§ WHAT YOU SHOULD DO
Find each line in the listing below that contains the word "glass" and copy those lines. Matches must have the same case.

§ THE RECORDS

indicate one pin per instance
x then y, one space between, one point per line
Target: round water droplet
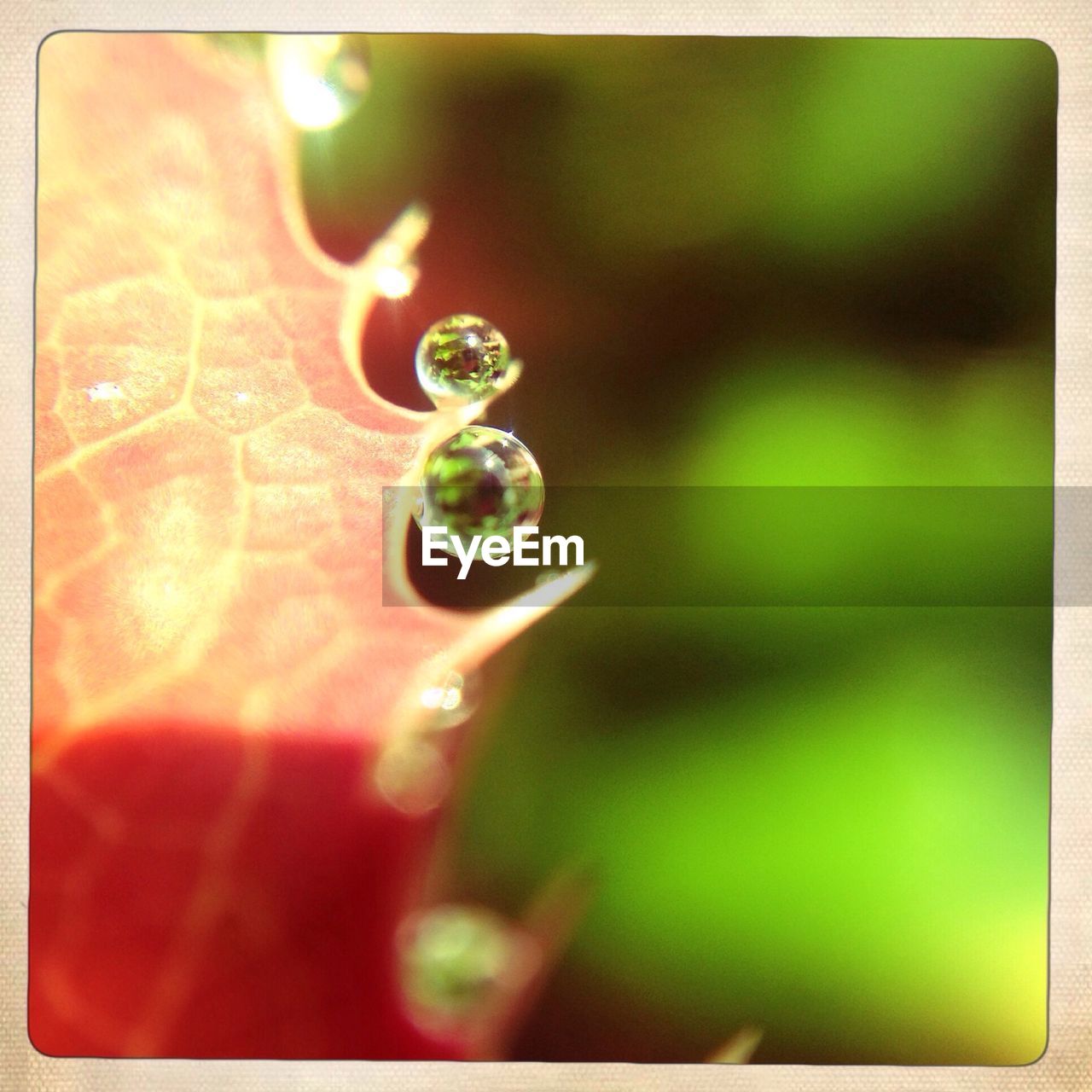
480 482
413 776
463 359
320 78
451 701
453 959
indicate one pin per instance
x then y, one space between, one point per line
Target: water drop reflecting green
453 959
463 359
480 482
319 78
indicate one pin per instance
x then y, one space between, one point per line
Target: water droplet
319 78
463 359
412 775
480 482
451 701
453 959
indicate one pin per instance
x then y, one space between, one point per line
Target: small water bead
480 482
453 959
451 701
320 78
463 359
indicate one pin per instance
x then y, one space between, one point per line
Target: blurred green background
751 262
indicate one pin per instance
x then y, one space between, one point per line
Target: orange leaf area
213 873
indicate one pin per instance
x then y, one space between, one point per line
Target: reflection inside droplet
453 959
412 775
451 701
480 482
319 78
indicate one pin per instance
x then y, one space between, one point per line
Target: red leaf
213 870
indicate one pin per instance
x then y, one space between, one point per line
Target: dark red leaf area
209 893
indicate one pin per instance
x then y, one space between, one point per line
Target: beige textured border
1065 24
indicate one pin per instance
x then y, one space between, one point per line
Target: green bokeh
757 262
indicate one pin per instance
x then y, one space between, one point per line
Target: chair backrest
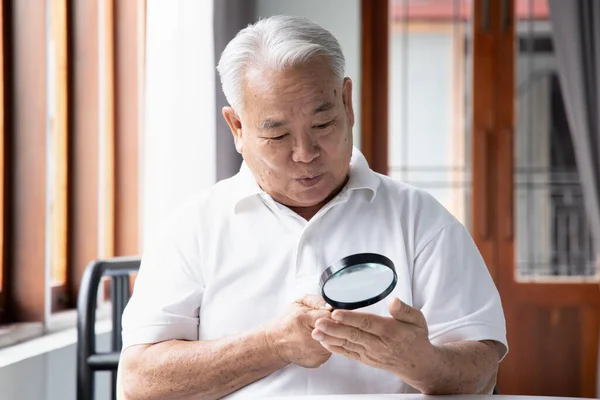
88 359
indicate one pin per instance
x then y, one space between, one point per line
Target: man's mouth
309 180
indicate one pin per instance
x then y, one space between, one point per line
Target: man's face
295 132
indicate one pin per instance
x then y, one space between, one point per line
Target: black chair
88 359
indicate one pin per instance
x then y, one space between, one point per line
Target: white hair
278 43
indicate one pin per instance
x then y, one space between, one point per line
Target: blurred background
110 117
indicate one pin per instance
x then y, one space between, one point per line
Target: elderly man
226 302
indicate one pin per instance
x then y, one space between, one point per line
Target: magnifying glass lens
358 281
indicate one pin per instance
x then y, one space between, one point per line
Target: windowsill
21 341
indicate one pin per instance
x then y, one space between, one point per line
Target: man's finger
342 331
364 321
325 339
405 313
342 351
314 301
314 315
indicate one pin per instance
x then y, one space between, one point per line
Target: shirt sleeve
454 290
168 290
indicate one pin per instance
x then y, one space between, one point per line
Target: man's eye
323 126
278 138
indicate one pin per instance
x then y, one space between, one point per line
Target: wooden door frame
493 213
374 83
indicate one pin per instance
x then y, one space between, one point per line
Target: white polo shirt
232 259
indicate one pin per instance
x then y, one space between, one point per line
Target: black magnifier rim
352 260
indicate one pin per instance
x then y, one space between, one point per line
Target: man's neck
308 212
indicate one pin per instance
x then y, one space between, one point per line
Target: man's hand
400 344
291 336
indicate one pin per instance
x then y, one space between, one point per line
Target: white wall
342 19
50 375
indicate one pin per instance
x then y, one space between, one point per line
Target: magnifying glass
358 281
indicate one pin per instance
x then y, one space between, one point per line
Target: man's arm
199 369
212 369
463 367
401 345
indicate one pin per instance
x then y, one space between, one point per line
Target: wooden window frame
2 160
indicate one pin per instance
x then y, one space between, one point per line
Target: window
69 181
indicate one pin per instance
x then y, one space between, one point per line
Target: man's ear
347 99
235 124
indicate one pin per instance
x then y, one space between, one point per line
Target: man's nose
305 150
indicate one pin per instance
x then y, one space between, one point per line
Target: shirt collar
361 178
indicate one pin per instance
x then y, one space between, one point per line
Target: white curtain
179 156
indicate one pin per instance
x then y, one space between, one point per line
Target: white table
420 397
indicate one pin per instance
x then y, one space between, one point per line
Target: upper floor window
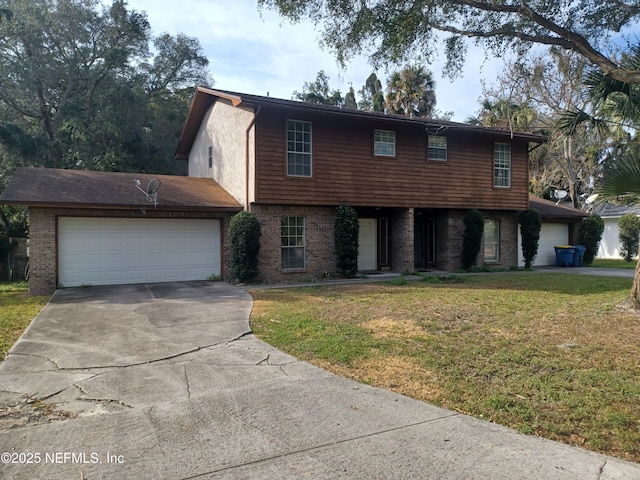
437 147
502 165
384 143
298 148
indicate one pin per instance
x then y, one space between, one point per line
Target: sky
260 53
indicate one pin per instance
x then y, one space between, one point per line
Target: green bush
629 235
530 225
590 235
244 240
346 240
472 238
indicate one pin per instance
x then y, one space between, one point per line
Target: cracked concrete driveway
166 382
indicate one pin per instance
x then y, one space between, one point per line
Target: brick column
42 251
402 250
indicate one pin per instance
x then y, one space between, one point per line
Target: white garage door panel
551 234
111 251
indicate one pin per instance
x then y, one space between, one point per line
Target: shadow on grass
558 283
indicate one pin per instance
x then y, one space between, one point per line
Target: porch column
402 252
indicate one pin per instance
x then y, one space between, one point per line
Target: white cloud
253 53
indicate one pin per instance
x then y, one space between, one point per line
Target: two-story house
411 180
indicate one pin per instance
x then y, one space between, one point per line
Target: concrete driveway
166 382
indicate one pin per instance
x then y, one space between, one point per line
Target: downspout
251 124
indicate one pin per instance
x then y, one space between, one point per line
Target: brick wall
43 243
320 258
402 238
42 251
449 241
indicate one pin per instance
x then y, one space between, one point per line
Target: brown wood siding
346 171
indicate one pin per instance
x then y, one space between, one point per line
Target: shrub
629 235
590 235
346 240
530 225
244 240
472 238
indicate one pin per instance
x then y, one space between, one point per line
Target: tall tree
552 82
54 52
372 95
79 88
503 113
411 91
403 30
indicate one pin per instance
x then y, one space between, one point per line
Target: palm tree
503 113
615 113
622 184
411 91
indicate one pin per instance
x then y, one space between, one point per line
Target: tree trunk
635 289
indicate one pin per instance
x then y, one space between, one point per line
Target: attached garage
111 251
551 234
560 226
100 228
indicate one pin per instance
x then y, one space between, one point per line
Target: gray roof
114 190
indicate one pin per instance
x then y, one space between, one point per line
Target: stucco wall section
224 128
43 266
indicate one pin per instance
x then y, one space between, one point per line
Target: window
491 240
292 241
502 165
384 143
437 147
298 148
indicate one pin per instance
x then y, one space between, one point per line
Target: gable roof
549 210
89 189
205 97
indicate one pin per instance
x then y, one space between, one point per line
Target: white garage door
551 234
112 251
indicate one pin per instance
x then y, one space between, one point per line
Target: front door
424 242
367 250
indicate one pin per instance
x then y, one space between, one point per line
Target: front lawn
17 309
613 263
547 354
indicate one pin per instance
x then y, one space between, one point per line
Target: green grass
17 309
613 263
547 354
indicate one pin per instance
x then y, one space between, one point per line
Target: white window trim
384 143
445 149
310 153
303 246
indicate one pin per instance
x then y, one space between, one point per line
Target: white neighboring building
611 213
560 226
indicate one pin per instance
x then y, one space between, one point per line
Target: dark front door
424 242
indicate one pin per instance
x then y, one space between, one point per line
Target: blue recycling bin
578 255
564 256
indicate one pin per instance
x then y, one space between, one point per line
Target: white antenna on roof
560 195
152 190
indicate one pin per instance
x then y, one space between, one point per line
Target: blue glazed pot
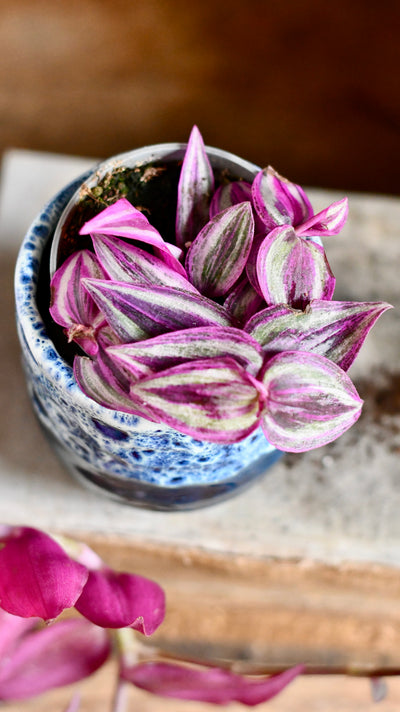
130 458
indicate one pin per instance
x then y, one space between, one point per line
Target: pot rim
168 152
31 327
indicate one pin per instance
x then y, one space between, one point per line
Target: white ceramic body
128 457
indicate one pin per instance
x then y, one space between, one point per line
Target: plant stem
120 700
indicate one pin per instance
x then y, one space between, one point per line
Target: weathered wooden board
304 565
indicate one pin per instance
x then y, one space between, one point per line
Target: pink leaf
71 306
135 313
12 630
124 262
293 271
212 685
105 389
309 401
211 399
219 253
278 201
243 301
229 194
196 184
177 347
37 578
118 600
336 330
123 220
62 653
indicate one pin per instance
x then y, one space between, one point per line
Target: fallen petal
124 262
62 653
118 600
309 402
37 578
212 685
12 630
219 253
195 187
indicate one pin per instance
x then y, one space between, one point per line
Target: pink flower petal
37 578
124 262
118 600
328 222
62 653
212 685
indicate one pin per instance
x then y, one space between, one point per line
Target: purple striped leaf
136 313
12 630
210 685
309 401
124 262
277 201
71 306
61 653
229 194
292 270
195 187
336 330
328 222
123 220
113 599
167 350
219 253
37 578
210 399
106 391
251 265
243 301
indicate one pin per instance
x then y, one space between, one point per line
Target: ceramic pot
130 458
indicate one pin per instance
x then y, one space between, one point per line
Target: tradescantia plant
230 328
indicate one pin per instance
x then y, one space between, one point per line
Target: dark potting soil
151 188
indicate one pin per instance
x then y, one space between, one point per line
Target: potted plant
190 335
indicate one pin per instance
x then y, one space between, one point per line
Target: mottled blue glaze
129 457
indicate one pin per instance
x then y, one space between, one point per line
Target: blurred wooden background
310 87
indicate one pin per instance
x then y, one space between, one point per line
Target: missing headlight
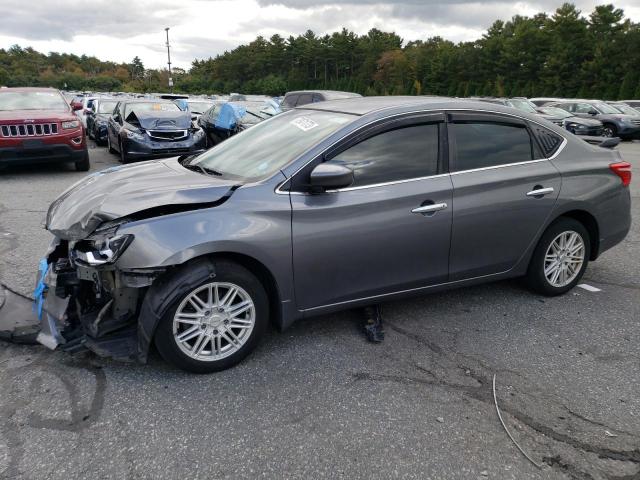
101 248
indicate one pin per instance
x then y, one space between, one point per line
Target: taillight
623 170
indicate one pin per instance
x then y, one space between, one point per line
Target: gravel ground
319 402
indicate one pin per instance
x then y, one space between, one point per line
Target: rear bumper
589 131
57 153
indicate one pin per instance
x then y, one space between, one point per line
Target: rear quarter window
481 144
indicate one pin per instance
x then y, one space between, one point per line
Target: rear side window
400 154
488 144
548 140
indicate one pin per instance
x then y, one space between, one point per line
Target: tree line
565 54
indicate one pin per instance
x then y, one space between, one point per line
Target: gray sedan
326 207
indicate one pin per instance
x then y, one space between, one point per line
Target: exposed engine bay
89 308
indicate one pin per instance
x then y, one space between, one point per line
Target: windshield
260 151
199 107
627 109
32 101
556 112
106 107
150 107
606 109
523 105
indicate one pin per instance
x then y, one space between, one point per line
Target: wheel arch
590 223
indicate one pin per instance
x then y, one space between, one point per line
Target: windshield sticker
304 123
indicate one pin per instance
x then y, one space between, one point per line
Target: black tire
225 272
536 278
111 149
123 155
84 164
610 130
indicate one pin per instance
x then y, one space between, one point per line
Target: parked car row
38 125
592 118
618 119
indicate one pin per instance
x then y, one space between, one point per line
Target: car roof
335 94
366 105
146 100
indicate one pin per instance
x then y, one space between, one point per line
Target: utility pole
169 60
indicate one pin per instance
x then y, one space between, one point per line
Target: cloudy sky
120 29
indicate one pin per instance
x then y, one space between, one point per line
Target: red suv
37 125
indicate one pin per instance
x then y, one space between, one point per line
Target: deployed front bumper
84 308
149 149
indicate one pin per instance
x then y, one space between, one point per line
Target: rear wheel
216 324
560 259
111 149
609 130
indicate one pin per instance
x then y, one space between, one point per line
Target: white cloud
118 30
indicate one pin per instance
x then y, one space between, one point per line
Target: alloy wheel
564 259
214 321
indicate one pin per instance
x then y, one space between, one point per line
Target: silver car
327 207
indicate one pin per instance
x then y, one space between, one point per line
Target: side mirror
329 176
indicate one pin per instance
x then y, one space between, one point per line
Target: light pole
169 60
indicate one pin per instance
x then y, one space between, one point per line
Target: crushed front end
85 302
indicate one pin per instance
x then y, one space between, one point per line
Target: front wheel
216 324
111 149
560 258
84 164
124 158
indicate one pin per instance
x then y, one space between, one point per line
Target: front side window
400 154
260 151
488 144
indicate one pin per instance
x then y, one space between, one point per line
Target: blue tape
41 288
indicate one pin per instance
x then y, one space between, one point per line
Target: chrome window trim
384 184
445 111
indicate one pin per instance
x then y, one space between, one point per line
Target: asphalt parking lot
318 401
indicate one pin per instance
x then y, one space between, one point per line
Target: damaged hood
132 189
160 120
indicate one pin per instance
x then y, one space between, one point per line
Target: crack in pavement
481 392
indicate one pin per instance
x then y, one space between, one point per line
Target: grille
29 130
162 151
167 134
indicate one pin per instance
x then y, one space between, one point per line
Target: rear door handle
432 208
539 192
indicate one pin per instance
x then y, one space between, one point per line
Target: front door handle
432 208
540 192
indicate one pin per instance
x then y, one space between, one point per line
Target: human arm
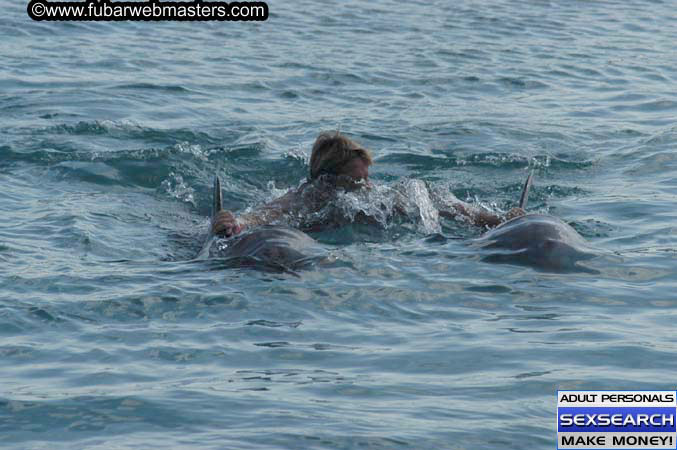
478 216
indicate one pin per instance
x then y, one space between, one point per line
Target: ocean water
113 334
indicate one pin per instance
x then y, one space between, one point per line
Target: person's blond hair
332 151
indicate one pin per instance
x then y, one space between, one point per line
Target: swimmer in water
337 164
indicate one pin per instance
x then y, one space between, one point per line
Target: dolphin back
541 241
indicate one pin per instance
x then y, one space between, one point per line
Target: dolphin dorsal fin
525 191
218 202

§ SOLUTION TO THIS TASK
Target: magnifying glass lens
Target: magnifying glass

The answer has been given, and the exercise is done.